EXCERPT >>

▼

A comparative analysis of various investments:
PPF, other small savings schemes interest rates kept unchanged for September quarter.
The Pandemic Virus has taught us at least a few lessons:
- Staying safe and healthy is of paramount importance than anything else in life.
- Misfortunes and loss of income will impact us at any point in time without any advanced clue whatsoever. So Savings for such eventualities is a must.
- Instead of blindly investing, a study or consultation is necessary to save in different modes like Equity shares, MFs etc., apart from traditional Bank and Post office deposits. The former gives much better returns than the latter ones. The Equity shares give on an average rate of over 15 % p.a in the medium and long term and so also MFs whereas the Post office and Bank deposits offer much less and when compared to inflation sometimes it is negative ROI.
- Herein given the rate of interest in Post office deposits as announced by the GOI.
The government on Wednesday kept interest rates on small savings schemes, including PPF, NSC and SCSS unchanged for the second quarter of 2021-22 amid the COVID-19 pandemic.
Public Provident Fund (PPF) and National Savings Certificate (NSC) will continue to carry an annual interest rate of 7.1 percent and 6.8 percent, respectively, in the second quarter as well.
“The rates of interest on various small savings schemes for the second quarter of the financial year 2021-22 starting from July 1, 2021, and ending on September 30, 2021, shall remain unchanged from the current rates applicable for the first quarter (April 1, 2021 to June 30, 2021) for FY 2021-22,” the finance ministry said in a notification.
Amid the state assembly elections last quarter, the government after reducing rates on small savings scheme rolled back the rate cut, terming it an “oversight”. With that, the rates of such schemes continued to remain as they were during the January-March quarter.

▲

EXERCISE INSTRUCTIONS >>
Copy the passage on small savings interest rates from "- Herein given" to "quarter as well.", substituting "Thursday" for each "Wednesday". The material that follows is separate from the text above.

RAW DATA >>
▼

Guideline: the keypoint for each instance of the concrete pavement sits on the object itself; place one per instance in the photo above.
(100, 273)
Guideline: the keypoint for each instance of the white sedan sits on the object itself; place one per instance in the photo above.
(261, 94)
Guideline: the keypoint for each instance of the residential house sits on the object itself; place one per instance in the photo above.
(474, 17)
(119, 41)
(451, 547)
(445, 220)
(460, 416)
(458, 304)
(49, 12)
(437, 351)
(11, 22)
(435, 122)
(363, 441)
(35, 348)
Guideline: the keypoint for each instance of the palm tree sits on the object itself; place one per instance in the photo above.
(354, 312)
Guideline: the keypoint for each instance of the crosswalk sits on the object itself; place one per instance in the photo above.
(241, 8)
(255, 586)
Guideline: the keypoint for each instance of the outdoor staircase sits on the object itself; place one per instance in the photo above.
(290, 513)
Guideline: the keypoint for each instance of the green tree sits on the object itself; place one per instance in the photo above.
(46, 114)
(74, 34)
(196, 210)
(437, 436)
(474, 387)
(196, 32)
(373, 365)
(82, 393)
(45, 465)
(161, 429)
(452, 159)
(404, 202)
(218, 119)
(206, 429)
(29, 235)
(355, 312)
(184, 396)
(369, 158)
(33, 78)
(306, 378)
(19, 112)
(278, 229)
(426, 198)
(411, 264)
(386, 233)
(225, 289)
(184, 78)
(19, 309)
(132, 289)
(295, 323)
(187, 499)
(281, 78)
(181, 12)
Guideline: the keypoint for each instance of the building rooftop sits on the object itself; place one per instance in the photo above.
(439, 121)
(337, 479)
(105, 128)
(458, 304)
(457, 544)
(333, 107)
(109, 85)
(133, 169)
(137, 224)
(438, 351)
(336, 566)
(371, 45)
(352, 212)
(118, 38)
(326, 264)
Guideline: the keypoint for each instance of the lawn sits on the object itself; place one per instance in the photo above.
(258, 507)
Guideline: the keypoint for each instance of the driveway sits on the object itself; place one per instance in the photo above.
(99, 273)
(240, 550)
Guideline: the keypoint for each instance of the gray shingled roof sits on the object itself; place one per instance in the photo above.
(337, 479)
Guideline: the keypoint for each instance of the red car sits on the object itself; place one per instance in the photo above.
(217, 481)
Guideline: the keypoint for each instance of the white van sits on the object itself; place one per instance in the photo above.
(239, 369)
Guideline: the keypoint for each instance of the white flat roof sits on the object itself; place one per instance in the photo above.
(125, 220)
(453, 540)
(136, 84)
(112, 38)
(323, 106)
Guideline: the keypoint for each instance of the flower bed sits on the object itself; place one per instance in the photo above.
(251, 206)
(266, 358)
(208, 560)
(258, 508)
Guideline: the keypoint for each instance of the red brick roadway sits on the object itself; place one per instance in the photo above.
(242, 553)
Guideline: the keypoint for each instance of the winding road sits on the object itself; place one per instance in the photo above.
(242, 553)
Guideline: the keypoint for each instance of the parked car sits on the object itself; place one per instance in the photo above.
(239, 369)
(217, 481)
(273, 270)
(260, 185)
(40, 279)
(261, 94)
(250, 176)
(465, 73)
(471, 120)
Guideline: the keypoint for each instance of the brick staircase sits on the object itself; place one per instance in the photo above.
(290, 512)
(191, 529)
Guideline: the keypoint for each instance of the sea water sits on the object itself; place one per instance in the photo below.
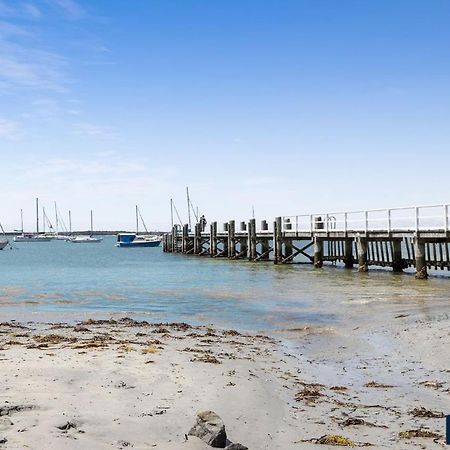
(61, 281)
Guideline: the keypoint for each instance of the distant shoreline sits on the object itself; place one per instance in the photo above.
(87, 232)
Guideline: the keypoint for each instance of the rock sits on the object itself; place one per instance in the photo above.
(210, 429)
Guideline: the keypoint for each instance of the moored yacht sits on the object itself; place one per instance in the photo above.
(32, 237)
(136, 239)
(82, 239)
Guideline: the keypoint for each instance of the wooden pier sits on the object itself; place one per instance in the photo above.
(399, 238)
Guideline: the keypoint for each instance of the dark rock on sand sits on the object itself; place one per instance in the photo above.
(210, 429)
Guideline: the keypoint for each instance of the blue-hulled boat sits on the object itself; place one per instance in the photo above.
(134, 240)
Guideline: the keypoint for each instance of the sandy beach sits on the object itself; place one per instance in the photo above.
(130, 384)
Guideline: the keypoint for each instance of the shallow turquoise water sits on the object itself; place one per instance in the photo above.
(62, 281)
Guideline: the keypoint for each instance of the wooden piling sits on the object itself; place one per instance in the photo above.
(174, 239)
(213, 240)
(288, 249)
(348, 253)
(397, 260)
(362, 254)
(318, 252)
(251, 242)
(231, 239)
(277, 241)
(421, 265)
(185, 238)
(197, 239)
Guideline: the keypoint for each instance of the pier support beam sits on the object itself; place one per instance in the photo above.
(288, 249)
(231, 239)
(277, 241)
(421, 264)
(197, 239)
(348, 253)
(361, 244)
(318, 252)
(174, 239)
(397, 261)
(184, 239)
(251, 242)
(213, 240)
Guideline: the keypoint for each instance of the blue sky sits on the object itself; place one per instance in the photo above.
(290, 106)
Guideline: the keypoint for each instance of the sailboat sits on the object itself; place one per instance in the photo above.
(136, 239)
(64, 235)
(3, 241)
(86, 239)
(30, 237)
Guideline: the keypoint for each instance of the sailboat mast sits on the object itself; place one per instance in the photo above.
(37, 215)
(189, 206)
(56, 219)
(137, 221)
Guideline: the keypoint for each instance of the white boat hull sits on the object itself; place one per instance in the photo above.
(32, 238)
(85, 240)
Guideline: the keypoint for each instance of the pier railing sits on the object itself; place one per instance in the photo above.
(406, 219)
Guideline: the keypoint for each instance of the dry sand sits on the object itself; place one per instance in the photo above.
(126, 384)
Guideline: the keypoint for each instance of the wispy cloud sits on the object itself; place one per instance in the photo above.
(93, 130)
(22, 67)
(6, 10)
(70, 8)
(32, 10)
(8, 129)
(10, 30)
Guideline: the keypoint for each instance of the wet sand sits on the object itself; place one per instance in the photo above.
(129, 384)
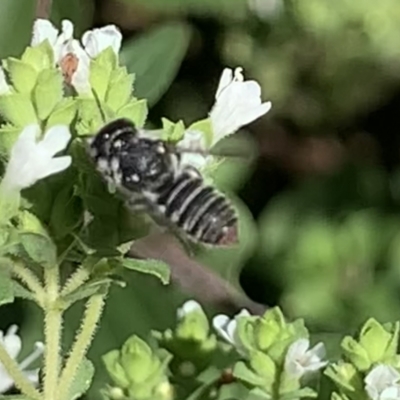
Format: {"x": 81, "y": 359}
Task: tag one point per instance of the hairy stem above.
{"x": 52, "y": 331}
{"x": 43, "y": 9}
{"x": 27, "y": 277}
{"x": 81, "y": 345}
{"x": 77, "y": 279}
{"x": 20, "y": 381}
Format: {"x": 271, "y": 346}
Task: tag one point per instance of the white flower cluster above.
{"x": 383, "y": 383}
{"x": 12, "y": 344}
{"x": 237, "y": 103}
{"x": 300, "y": 359}
{"x": 66, "y": 47}
{"x": 32, "y": 159}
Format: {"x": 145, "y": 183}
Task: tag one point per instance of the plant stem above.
{"x": 78, "y": 278}
{"x": 20, "y": 381}
{"x": 82, "y": 342}
{"x": 52, "y": 331}
{"x": 31, "y": 281}
{"x": 43, "y": 9}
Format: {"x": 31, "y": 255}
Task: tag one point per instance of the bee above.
{"x": 149, "y": 174}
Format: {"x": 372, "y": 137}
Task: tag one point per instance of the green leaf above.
{"x": 6, "y": 283}
{"x": 119, "y": 89}
{"x": 83, "y": 379}
{"x": 152, "y": 267}
{"x": 242, "y": 372}
{"x": 205, "y": 127}
{"x": 21, "y": 292}
{"x": 172, "y": 131}
{"x": 87, "y": 290}
{"x": 300, "y": 394}
{"x": 8, "y": 136}
{"x": 40, "y": 249}
{"x": 48, "y": 92}
{"x": 17, "y": 109}
{"x": 16, "y": 17}
{"x": 100, "y": 72}
{"x": 66, "y": 213}
{"x": 39, "y": 57}
{"x": 23, "y": 76}
{"x": 136, "y": 111}
{"x": 155, "y": 58}
{"x": 63, "y": 113}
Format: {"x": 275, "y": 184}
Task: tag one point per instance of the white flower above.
{"x": 187, "y": 308}
{"x": 300, "y": 359}
{"x": 237, "y": 104}
{"x": 226, "y": 327}
{"x": 69, "y": 54}
{"x": 12, "y": 344}
{"x": 4, "y": 87}
{"x": 32, "y": 160}
{"x": 383, "y": 383}
{"x": 97, "y": 40}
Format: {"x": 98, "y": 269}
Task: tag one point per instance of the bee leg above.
{"x": 161, "y": 220}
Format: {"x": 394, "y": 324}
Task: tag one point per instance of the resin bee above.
{"x": 150, "y": 175}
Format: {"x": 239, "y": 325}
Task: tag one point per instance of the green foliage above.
{"x": 155, "y": 58}
{"x": 6, "y": 283}
{"x": 152, "y": 267}
{"x": 226, "y": 8}
{"x": 82, "y": 380}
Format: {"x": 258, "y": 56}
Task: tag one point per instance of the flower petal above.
{"x": 43, "y": 29}
{"x": 80, "y": 78}
{"x": 55, "y": 166}
{"x": 225, "y": 80}
{"x": 220, "y": 323}
{"x": 6, "y": 383}
{"x": 55, "y": 139}
{"x": 379, "y": 379}
{"x": 237, "y": 104}
{"x": 97, "y": 40}
{"x": 62, "y": 42}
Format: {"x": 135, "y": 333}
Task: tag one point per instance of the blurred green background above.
{"x": 320, "y": 204}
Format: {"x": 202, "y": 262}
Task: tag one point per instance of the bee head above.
{"x": 102, "y": 144}
{"x": 146, "y": 164}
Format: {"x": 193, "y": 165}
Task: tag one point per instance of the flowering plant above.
{"x": 64, "y": 236}
{"x": 64, "y": 239}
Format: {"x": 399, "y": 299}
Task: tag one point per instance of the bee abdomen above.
{"x": 199, "y": 210}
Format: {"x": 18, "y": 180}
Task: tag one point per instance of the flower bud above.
{"x": 356, "y": 354}
{"x": 346, "y": 377}
{"x": 379, "y": 343}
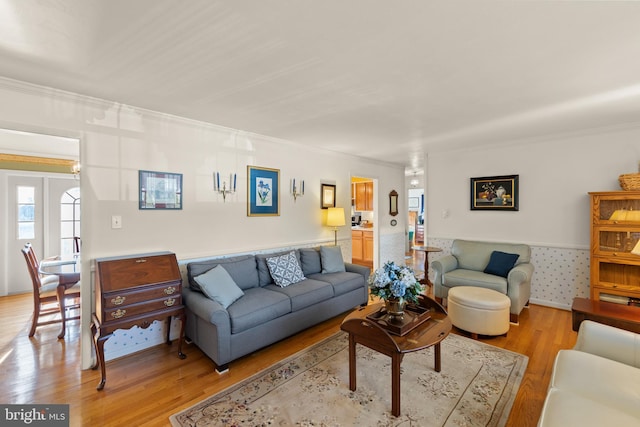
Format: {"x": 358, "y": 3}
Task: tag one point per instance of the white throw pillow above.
{"x": 218, "y": 285}
{"x": 285, "y": 269}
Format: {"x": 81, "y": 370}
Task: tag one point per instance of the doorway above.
{"x": 363, "y": 236}
{"x": 35, "y": 171}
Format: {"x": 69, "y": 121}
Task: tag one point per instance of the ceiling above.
{"x": 386, "y": 80}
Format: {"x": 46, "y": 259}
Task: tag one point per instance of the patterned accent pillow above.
{"x": 285, "y": 269}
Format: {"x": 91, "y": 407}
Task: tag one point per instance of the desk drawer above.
{"x": 133, "y": 296}
{"x": 127, "y": 311}
{"x": 124, "y": 273}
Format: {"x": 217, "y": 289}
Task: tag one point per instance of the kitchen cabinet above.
{"x": 615, "y": 246}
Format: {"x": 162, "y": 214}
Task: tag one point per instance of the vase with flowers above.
{"x": 396, "y": 286}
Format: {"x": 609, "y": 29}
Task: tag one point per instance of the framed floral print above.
{"x": 327, "y": 196}
{"x": 497, "y": 193}
{"x": 263, "y": 191}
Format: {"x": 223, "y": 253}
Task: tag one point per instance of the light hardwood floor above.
{"x": 145, "y": 388}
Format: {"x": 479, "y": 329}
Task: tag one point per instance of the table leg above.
{"x": 98, "y": 345}
{"x": 352, "y": 363}
{"x": 396, "y": 360}
{"x": 60, "y": 294}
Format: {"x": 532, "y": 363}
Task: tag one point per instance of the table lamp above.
{"x": 335, "y": 219}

▲

SOLUTION TO THIS TASK >>
- Herein given the rate of interest in Post office deposits as announced by the GOI.
The government on Thursday kept interest rates on small savings schemes, including PPF, NSC and SCSS unchanged for the second quarter of 2021-22 amid the COVID-19 pandemic.
Public Provident Fund (PPF) and National Savings Certificate (NSC) will continue to carry an annual interest rate of 7.1 percent and 6.8 percent, respectively, in the second quarter as well.